**To do:** Transcribe the entire listing exactly as it appears.

**Dataset extract:**
##########

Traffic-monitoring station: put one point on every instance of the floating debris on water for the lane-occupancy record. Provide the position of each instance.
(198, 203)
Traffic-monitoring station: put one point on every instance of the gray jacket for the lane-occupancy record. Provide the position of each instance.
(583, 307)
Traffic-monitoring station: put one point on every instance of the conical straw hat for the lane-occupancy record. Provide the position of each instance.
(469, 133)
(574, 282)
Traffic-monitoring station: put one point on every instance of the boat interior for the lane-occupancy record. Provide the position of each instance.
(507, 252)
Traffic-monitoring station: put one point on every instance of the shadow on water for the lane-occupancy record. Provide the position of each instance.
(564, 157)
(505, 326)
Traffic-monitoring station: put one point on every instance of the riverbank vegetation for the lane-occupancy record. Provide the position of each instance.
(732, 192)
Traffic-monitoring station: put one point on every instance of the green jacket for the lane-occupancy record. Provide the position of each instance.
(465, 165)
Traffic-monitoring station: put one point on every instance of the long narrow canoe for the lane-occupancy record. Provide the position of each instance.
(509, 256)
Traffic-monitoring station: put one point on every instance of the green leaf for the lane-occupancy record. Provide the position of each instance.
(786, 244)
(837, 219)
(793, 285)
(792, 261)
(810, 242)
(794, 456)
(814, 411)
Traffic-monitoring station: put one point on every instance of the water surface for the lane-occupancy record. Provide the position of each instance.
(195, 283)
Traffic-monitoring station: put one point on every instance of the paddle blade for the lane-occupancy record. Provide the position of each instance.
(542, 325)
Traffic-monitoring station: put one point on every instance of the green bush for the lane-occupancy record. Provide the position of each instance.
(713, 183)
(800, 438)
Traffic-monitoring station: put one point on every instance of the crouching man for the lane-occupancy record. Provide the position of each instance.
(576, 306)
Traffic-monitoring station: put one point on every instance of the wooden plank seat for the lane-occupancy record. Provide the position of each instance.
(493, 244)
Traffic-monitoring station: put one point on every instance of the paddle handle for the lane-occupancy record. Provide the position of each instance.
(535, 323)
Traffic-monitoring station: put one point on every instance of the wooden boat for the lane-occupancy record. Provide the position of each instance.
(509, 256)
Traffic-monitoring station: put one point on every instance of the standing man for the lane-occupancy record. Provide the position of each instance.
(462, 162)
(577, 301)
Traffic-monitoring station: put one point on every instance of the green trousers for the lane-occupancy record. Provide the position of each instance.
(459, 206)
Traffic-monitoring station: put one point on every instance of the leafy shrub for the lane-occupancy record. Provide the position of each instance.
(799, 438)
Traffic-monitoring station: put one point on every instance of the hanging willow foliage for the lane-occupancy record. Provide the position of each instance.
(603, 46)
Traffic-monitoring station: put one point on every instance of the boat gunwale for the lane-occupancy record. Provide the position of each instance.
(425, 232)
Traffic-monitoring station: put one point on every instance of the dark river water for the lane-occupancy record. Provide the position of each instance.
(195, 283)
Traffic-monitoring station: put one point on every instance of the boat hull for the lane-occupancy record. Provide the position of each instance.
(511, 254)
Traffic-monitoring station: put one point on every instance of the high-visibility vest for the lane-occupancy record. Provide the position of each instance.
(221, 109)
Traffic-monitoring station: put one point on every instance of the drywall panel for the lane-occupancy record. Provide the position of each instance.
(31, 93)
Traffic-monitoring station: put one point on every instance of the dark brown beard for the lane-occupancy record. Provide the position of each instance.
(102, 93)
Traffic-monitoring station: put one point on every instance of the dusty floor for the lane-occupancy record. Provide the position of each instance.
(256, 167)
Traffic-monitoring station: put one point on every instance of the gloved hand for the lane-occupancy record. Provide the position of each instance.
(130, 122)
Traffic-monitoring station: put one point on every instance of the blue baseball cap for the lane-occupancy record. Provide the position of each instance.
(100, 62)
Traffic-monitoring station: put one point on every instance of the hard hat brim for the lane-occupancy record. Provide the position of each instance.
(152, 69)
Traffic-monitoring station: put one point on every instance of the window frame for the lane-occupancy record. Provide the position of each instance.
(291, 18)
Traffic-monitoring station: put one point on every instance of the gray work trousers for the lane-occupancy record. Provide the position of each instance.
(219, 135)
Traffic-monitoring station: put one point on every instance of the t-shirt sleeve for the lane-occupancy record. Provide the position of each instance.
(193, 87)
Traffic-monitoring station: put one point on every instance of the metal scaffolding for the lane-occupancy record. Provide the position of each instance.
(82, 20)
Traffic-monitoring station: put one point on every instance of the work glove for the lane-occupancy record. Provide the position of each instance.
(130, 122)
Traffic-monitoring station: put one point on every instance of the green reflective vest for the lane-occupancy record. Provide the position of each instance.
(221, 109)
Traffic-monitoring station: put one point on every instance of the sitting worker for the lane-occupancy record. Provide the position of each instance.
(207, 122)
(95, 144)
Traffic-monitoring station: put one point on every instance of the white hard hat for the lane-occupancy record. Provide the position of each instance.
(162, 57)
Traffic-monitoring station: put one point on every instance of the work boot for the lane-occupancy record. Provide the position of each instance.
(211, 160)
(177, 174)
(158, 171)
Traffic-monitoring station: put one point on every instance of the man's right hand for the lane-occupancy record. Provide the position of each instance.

##########

**Output of the exercise:**
Traffic-monitoring station: put one point on every instance of the floating debris on water for the lane-occupancy record. Provide the position of each instance.
(198, 203)
Traffic-monitoring station: put one point on every instance of the gray jacket for the lane-occupancy record. Provide the position of each instance.
(583, 307)
Traffic-monitoring station: put one point on every instance of the conical straw hat for the lane-occupancy record. Provide the position of each instance.
(469, 133)
(574, 282)
Traffic-monitoring station: put one point on every instance of the boat interior for the lane-occupancy record. Provide the position of each instance.
(507, 252)
Traffic-monitoring station: put one point on every instance of the shadow on water for the lane-occupancy record. Provide the position of each instance.
(564, 157)
(505, 326)
Traffic-monitoring station: put one point on every instance of the riverbank vegetation for the lane-occupancy record. Provide the position of each instance.
(732, 192)
Traffic-monitoring station: put one point on every instance of the green jacket for the lane-occupancy record. Provide the position of each instance.
(465, 165)
Traffic-monitoring station: put one point on every instance of the long narrow canoe for the lane-occupancy record. Provide the position of each instance.
(509, 256)
Traffic-monitoring station: put one point on every instance of the green leaf for the lane-occupancy record. Provide the position of each instance.
(786, 244)
(837, 219)
(793, 285)
(792, 261)
(810, 242)
(794, 456)
(814, 411)
Traffic-monitoring station: put one point on every instance of the water surface for the lane-occupancy record. Provide the position of each instance.
(195, 283)
Traffic-monitoring station: put one point on every instance of the paddle blade for the lane-occupancy record. Provide the position of each instance.
(542, 325)
Traffic-monitoring station: put one point on every instance of the green bush for the lane-occupancy record. Provide the position of each instance.
(713, 183)
(800, 438)
Traffic-monitoring station: put one point on every instance of the crouching man for the lane-occupancy record. Provide the position of each instance.
(576, 306)
Traffic-monitoring station: put one point on every instance of the wooden plank seat for the lane-occupancy record. Provide the position of each instance.
(493, 244)
Traffic-monitoring station: put one point on every instance of the paddle handle for the lane-occupancy record. Provide the position of each instance.
(535, 323)
Traffic-monitoring station: put one point on every instance of the wooden boat for the lane-occupancy record. Provide the position of each instance.
(509, 256)
Traffic-monitoring station: put one point on every instance of the standing man for the lane-occupancy record. Provide the position of each instance.
(462, 162)
(577, 301)
Traffic-monitoring station: put one point on every instance of the green trousers for the lane-occupancy record. Provide the position of each instance.
(459, 206)
Traffic-monitoring station: put one point on every instance of the leafy shrub for the lane-occupancy record. Provide the position of each instance.
(799, 438)
Traffic-monitoring station: put one point on every instance of the hanging willow foliage for the lane-occupancy record. Provide the position of each instance.
(603, 46)
Traffic-monitoring station: put one point on every instance of the boat gunwale for the lane-occupancy record. Provide the position of each instance.
(425, 232)
Traffic-monitoring station: put one point on every instance of the dark river water for the lane-occupancy record. Provide the position of each instance.
(195, 283)
Traffic-monitoring station: put one point on every instance of the boat hull for the lane-occupancy record. Provide the position of each instance.
(511, 254)
Traffic-monitoring station: put one point on every instance of the high-visibility vest for the lane-occupancy record. Provide the position of each instance.
(221, 109)
Traffic-monitoring station: put one point on every instance of the drywall panel for the lane-occupancy record. Provide the position of each instance.
(31, 93)
Traffic-monitoring station: put one point on every instance of the dark brown beard for the lane-occupancy record. Provide the position of each instance.
(102, 93)
Traffic-monitoring station: put one point on every instance of the dusty floor for the lane-occupancy record. Provide the position of each instance.
(256, 167)
Traffic-monitoring station: put one point on every instance of the gloved hand for the lane-occupancy record. Provide the position of each instance.
(130, 122)
Traffic-monitoring station: put one point on every instance of the blue baseball cap for the lane-occupancy record. Provide the position of each instance.
(100, 62)
Traffic-monitoring station: put one point on every instance of the hard hat brim for the lane-occupancy record. Provide the position of each instance.
(152, 69)
Traffic-monitoring station: put one point on every instance of the window frame for the lane-occupancy record. Provide the position of each instance.
(291, 18)
Traffic-monitoring station: put one point on every instance of the gray work trousers for the lane-occupancy record. Provide the position of each instance.
(219, 135)
Traffic-monitoring station: put one point on every instance of the t-shirt sleeve for the lane-occupancy record. Provide the position of each instance.
(193, 87)
Traffic-monitoring station: put one point on every instance of the metal scaffolding for the lane-occupancy record. Provide the position of each instance.
(82, 20)
Traffic-monitoring station: put one point on every instance of the work glove for the lane-occupancy record. Provide the position of each instance.
(130, 122)
Traffic-monitoring station: put one point on every instance of the green reflective vest for the lane-occupancy record. Provide the position of each instance.
(221, 109)
Traffic-monitoring station: put one point on every instance of the sitting worker for the lane-occupancy record. Provide the position of each instance.
(207, 122)
(95, 144)
Traffic-monitoring station: put one point on every instance of the white hard hat for the lane-occupancy record. Provide the position of each instance.
(162, 57)
Traffic-monitoring station: put one point on every instance of the work boot for the lane-occupancy record. Provide the position of each instance.
(211, 160)
(177, 174)
(158, 171)
Traffic-monitoring station: put one point on every instance of the man's right hand for the lane-occupancy record. Provide the position of each instance.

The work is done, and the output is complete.